Exercise requirements: Copy out everything in the listing below, word for word, from the line containing "of the white" down to the end of the listing, including both of those lines.

Point placement records
• • • • • • •
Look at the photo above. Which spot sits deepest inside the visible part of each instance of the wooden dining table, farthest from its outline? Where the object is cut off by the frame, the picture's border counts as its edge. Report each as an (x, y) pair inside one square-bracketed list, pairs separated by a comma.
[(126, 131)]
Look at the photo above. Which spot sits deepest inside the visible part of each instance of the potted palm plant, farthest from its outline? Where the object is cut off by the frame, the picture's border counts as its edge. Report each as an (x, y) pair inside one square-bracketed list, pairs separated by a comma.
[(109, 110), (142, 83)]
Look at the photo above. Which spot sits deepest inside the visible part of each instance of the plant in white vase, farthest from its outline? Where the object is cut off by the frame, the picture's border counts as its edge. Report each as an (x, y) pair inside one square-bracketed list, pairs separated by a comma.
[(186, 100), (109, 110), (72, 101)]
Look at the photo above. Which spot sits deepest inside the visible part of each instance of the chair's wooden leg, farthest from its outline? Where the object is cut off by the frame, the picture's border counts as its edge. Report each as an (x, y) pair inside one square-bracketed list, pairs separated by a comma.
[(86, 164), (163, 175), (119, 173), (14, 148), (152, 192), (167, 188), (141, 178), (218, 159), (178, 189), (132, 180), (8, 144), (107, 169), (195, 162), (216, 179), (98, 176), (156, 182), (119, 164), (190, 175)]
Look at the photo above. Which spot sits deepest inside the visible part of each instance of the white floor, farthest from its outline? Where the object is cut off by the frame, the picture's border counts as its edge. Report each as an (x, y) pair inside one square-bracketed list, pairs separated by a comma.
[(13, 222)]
• • • • • • •
Result below:
Look at the photo above. Which spot sits deepest inside the visible part of each instance of the white floor, farthest from its outline? Where the object is cut off by the frame, the picture's border counts as its edge. Report each as an (x, y) pair inside one square-bracketed list, pairs separated by a comma.
[(13, 222)]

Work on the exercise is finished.